» Exercise task A
Reproduce the entries below word for word, from the first line of the entries through the line that contains "(1309, 668)", including both of those lines, and leave the pictures out of your copy.

» Document
However, this book accomplishes much more than that. Zandstra sets himself a several goals and meets them all quite well. These include: providing an understanding of classes, objects, and interfaces in PHP 5; presenting a numbers of useful design patterns as expressed in PHP 5 terms; giving the reader information about and insight into advanced development tools and methodologies for large-scale PHP 5 projects.

A particularly valuable service provided by the author lies in the fact that there is a real dearth of material on design patterns for PHP developers, most of the literature on this subject being written with the assumption that the reader is highly proficient in Java or C++ (or possibly Smalltalk). This is all well and good if your background includes lots of work or study in one or more of these; however, for many Web developers, PHP is the primary and sometimes only programming language (and for many more, their only previous experience is with other scripting languages such as Perl, Python, JavaScript, VBScript, etc.). Zandstra goes to the effort of translating many of the classic "Gang of Four" design patterns into PHP 5 code and thereby makes accessible a realm that was heretofore unknown to many PHP developers.

If this were all that the book covered, it would be useful in and of itself for this alone. But the author also gives us a good, thorough grounding in both the mechanics of PHP 5's new object model and (especially important!) the rationale behind it. He also provides a nice tutorial on UML modeling along the way, and finishes up with a look at some current development tools like Phing and CVS.

» Given data
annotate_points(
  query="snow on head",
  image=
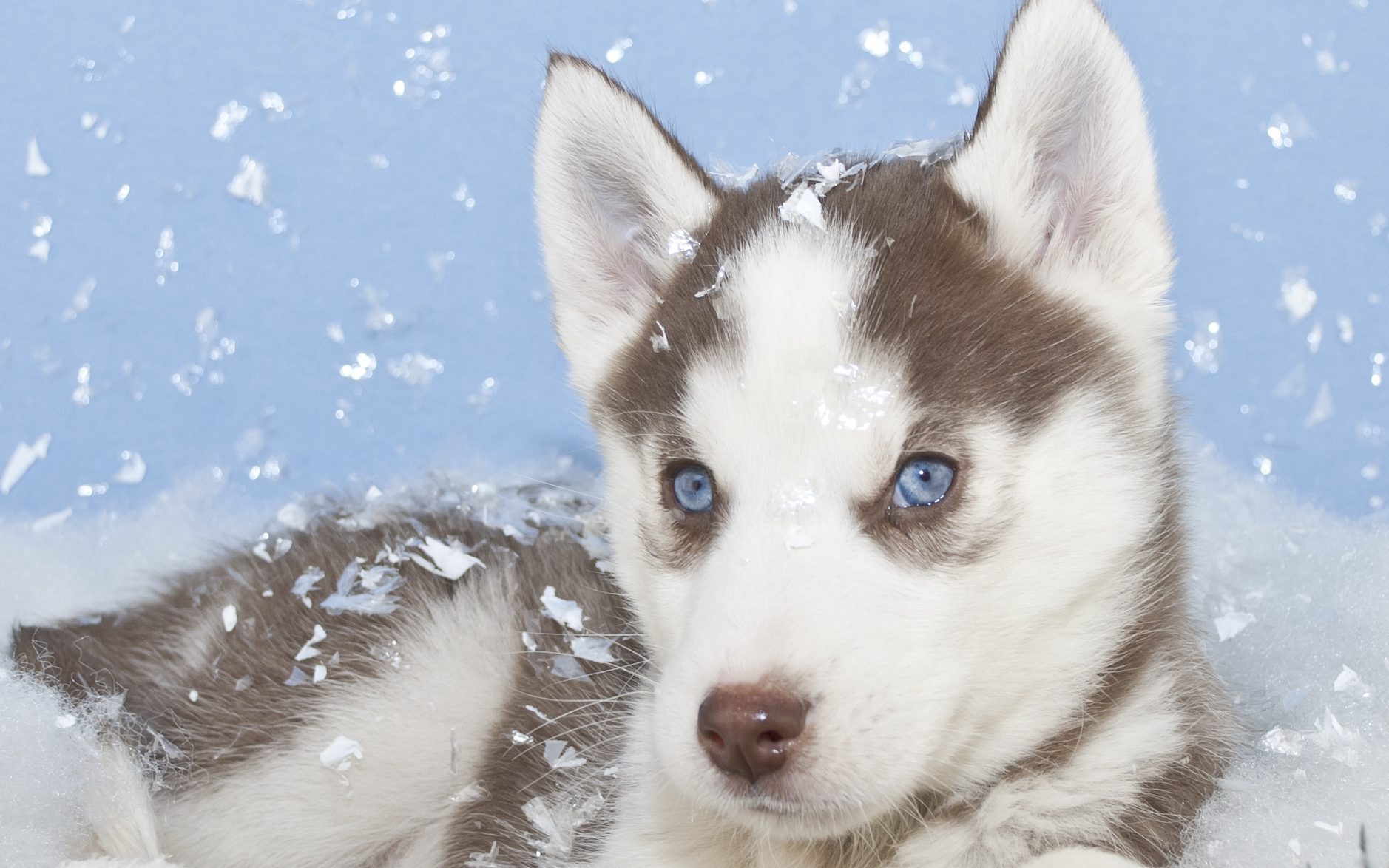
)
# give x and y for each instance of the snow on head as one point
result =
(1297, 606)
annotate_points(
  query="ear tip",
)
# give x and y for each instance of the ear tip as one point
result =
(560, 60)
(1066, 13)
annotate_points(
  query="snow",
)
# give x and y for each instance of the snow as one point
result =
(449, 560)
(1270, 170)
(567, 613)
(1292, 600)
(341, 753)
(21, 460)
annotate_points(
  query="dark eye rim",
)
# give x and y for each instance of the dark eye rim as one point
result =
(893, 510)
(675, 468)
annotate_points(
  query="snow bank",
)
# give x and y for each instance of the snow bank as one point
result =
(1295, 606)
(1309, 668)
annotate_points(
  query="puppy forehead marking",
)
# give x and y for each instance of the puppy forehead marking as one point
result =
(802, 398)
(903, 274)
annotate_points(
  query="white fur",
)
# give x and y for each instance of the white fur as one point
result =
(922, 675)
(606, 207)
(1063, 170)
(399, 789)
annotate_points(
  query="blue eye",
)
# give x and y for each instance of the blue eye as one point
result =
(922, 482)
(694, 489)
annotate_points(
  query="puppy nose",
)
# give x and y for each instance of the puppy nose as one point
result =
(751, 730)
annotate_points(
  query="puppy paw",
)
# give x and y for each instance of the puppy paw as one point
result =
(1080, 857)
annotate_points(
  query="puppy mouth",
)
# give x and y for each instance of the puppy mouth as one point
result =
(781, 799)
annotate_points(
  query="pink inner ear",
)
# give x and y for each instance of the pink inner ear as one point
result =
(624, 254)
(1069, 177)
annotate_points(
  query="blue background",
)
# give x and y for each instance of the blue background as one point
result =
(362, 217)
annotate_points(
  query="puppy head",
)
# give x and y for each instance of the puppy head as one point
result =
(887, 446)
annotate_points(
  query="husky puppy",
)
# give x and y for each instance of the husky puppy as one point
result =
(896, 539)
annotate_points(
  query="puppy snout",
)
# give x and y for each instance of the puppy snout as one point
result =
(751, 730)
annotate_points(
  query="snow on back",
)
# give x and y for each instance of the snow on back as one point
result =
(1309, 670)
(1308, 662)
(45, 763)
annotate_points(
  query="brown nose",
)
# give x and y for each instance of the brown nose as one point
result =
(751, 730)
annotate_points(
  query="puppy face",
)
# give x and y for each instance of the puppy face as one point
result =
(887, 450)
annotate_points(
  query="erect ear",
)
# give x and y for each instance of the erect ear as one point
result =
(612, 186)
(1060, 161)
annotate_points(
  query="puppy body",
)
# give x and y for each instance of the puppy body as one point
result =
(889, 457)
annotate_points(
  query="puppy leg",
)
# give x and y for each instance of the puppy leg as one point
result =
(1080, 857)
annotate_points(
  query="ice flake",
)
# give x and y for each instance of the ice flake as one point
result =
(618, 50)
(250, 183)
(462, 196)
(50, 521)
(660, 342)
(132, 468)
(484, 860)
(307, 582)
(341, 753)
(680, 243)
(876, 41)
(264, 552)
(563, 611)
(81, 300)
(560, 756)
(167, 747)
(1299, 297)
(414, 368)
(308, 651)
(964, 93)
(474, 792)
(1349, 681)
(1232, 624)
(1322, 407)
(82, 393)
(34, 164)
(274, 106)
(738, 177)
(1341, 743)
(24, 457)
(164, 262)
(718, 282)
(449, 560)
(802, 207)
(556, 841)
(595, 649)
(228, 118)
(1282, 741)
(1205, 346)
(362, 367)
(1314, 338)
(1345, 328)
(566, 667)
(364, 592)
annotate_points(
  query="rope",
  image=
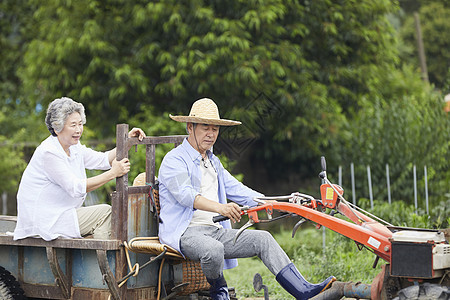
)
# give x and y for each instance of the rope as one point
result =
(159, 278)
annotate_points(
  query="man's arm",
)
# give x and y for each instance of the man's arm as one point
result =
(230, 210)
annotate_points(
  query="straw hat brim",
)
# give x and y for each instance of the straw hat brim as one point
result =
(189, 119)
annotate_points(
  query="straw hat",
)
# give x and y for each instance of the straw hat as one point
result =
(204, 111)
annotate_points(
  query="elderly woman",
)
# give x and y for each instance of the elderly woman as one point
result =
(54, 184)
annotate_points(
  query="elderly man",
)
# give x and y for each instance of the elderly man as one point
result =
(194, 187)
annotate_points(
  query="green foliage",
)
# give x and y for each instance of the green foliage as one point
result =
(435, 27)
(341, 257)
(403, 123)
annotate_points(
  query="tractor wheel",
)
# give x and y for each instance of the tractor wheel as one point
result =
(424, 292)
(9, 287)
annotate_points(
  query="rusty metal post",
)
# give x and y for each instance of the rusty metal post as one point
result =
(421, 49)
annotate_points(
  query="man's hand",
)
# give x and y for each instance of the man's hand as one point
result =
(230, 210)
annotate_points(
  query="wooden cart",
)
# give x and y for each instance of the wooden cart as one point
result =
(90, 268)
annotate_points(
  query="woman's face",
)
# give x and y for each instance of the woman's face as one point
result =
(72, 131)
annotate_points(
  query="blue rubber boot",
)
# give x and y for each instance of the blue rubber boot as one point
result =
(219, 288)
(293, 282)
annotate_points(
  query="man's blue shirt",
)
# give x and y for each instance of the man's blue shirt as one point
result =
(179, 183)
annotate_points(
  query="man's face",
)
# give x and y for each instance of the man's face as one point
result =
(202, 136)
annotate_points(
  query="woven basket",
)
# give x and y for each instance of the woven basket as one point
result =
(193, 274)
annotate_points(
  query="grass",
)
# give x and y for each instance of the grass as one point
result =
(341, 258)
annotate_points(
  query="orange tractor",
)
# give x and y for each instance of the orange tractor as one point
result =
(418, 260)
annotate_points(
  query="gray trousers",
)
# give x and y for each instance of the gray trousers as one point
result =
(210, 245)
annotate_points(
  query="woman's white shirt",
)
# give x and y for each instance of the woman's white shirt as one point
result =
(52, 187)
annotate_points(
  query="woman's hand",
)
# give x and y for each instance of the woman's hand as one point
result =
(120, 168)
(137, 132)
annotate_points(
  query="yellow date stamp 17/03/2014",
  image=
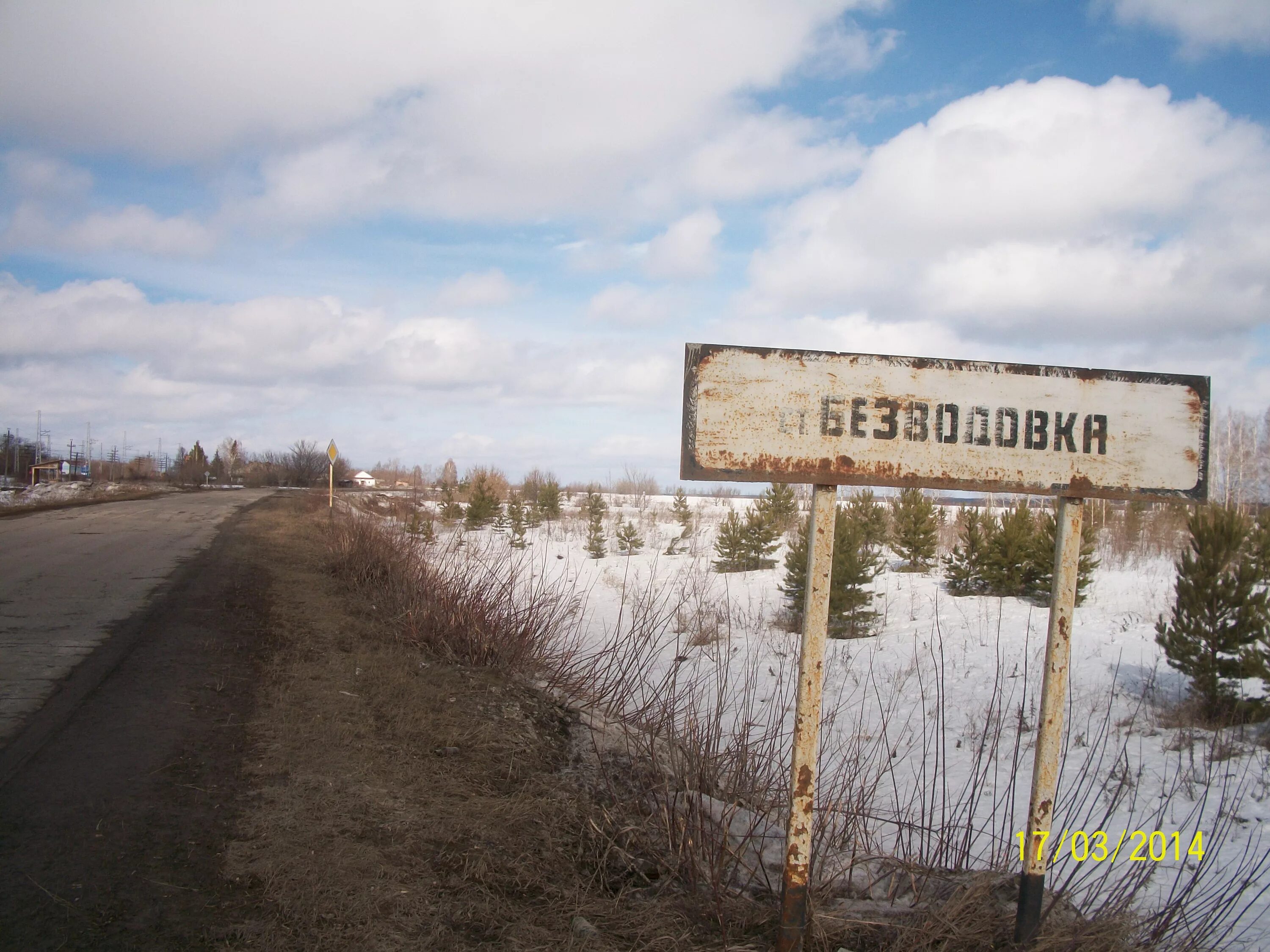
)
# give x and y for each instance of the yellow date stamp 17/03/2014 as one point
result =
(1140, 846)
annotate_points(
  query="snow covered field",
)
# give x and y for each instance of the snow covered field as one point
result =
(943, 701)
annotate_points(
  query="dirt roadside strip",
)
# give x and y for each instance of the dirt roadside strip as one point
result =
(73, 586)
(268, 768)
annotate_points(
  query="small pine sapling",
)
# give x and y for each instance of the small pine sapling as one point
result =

» Exercise task B
Summarize the book review above in two sentences.

» Full solution A
annotate_points(
  query="snow on head",
  image=
)
# give x and y for each instance of the snow on head as one point
result =
(1297, 606)
annotate_points(
  query="ear tip",
)
# give x and y for each instance of the ear tip as one point
result =
(560, 60)
(1066, 13)
annotate_points(
  query="snow",
)
# give x and y for each instance of the snow as one point
result =
(449, 560)
(1270, 170)
(567, 613)
(1292, 600)
(341, 753)
(21, 460)
annotate_points(
  query="dark eye rim",
)
# give x and y for each instance of the dark eye rim as one point
result =
(893, 510)
(675, 468)
annotate_points(
  query="snow bank",
)
# give x and y for each instance of the snow bank as one point
result =
(1295, 606)
(1309, 668)

» Full solution B
The review says Zandstra's book sets out to explain classes, objects, and interfaces in PHP 5, to present useful design patterns in PHP 5 terms, and to cover advanced tools and methods for large PHP 5 projects, and that it meets all these goals quite well. It especially values his translation of classic "Gang of Four" patterns into PHP 5 code, since little design-pattern material is written for PHP developers, and it also praises his thorough grounding in PHP 5's object model and its rationale, his UML tutorial, and his look at tools like Phing and CVS.